Prompt 1
Summarize the post below in two sentences.
Prompt 2
In the post below, what are the names of Niks's cousins?
[[ Supplied text, beginning ]]
Spent yesterday morning with my Therapist (physio, not Psycho - maybe that's where I'm going wrong. While she lit the candles and put on a soothing tape, (and, on my insistance, warmed her hands) we philosophised on the difficulties of men and women coexisting in permanent relationships. As she moulded my swollen lets into a less piggy-like shape, I let the confusion slip away until an hour later, I couldn't have cared less about anyone's problems. Least of all my own.
A relaxing lunch in The Courtyard completed the treatment.
As I try to work myself up into seasonal humour, and begin my Christmas shopping, I thought I'd put in a lettle story. It might cheer us all up. No? Ah well! I do my best.
Clever Santa
Niks sat at the kitchen table. His brow was furrowed and the pencil was grasped so tightly in his eight-year-old fist that the knuckles showed white through his skin. His little pink tongue stuck out of the corner of his mouth as he tried to think and write at the same time.
Niks was writing a letter – or trying to. It wasn’t easy. The page that he had torn out from his school copy only had few words on it as yet, but was already grubby from rubbing out mistakes.
The letter was to Salavecis – that was the first thing he had had to change, because now that he lived in Ireland he had discovered that in this new country, Salavecis was called Santa Claus. Niks was fairly sure that Salavecis would remember him from last year – but would he know that his home was no longer in Latvia but in another place, miles away from where the snow would be piling up against the doors and windows of his grandmother’s house? His mother had said that of course he would, but Niks wasn’t so sure. After all, his mother couldn’t even help him with spelling the words he wanted to say – she could speak English fairly well, but writing it down was a different matter. That’s why Niks had to work so hard in school, so that he soon he could help his mother to fill in all the papers she had to deal with so that she could get a better job.
“I’ve been a good boy. Please bring me a football and a surpris….” The black lead in the pencil snapped in half. He must have been leaning too hard on it. Niks searched his school bag for a parer.
As he thought of the little house in Latvia where they had lived with his grandmother Natasha and his cousins Mikhail and Ivan, Niks began to feel lonely. He had nobody to play with here after school. There weren’t any other children living in these apartments, and his mother didn’t like him to play outside much. She worried about him. His mother had friends all right, but when they were together they spoke in Latvian or Russian so that didn’t help him to learn much English. He thought again about his cousins, and felt a bit sad, so he crossed out ‘football’ from the page and added on ‘friend’ instead. He would have liked to get a new page and start again, but knew he couldn’t waste another from his copy. When he gave the letter to his mother to post to Salavecis, Niks thought that maybe he made a mistake changing his letter. Santa couldn’t really bring a friend all the way from Lapland in his sack, and he really did want a football. But it was too late now – the letter was gone.
Niks needn’t have worried. When he opened his eyes on Christmas morning there, underneath the little Christmas Tree with lots of surprise presents was a lovely black and white football – a proper one that bounced really loudly on the wooden floor. Wow! Santa had known what he really wanted after all. Niks was so happy.
When they came home from Church, Niks started bouncing the ball around the room and up and down the hall. He kicked it really hard and it went flying into the kitchen and his mother yelled at him, “Niks, take that damned ball outside before you break everything!” He held the ball carefully under his arm while he went down all the steps to the front door, then he bounced it in front of him right out to the gate and on to the small patch of grass outside. He threw the ball up into the air and bounced it on his head, then chased it and picked it up and did it again. Then he dropped it on his toe and bounced it there, like Rhonaldino did on the television.
[[ Supplied text, end ]]
[[ Data for review, beginning ]]
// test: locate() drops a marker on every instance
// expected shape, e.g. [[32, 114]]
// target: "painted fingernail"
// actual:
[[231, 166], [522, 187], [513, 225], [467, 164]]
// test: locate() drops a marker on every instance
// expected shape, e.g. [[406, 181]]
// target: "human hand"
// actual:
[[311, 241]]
[[ Data for review, end ]]
[[ Data for review, beginning ]]
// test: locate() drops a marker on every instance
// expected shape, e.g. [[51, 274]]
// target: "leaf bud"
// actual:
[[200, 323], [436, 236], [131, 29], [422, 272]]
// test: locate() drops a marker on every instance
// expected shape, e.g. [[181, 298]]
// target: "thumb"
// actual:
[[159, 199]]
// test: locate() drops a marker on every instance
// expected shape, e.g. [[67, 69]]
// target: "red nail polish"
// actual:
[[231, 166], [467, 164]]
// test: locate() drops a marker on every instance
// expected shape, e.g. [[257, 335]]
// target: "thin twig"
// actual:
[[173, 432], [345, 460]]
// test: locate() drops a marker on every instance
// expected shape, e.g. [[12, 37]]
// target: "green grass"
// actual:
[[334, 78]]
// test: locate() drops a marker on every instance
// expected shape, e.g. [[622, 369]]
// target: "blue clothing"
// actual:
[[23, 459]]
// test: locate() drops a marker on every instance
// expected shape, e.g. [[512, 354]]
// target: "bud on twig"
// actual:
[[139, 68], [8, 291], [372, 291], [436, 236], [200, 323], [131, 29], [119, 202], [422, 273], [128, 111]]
[[ Data for review, end ]]
Exercise solution 1
The writer describes a relaxing morning with a physiotherapist, followed by lunch in The Courtyard, and then offers a story to cheer readers up while starting Christmas shopping. In the story "Clever Santa," eight-year-old Niks, who now lives in Ireland instead of Latvia, writes to Santa for a football but crosses it out and asks for a friend instead, yet on Christmas morning he finds a football under the tree and happily plays with it outside.

Exercise solution 2
Mikhail and Ivan.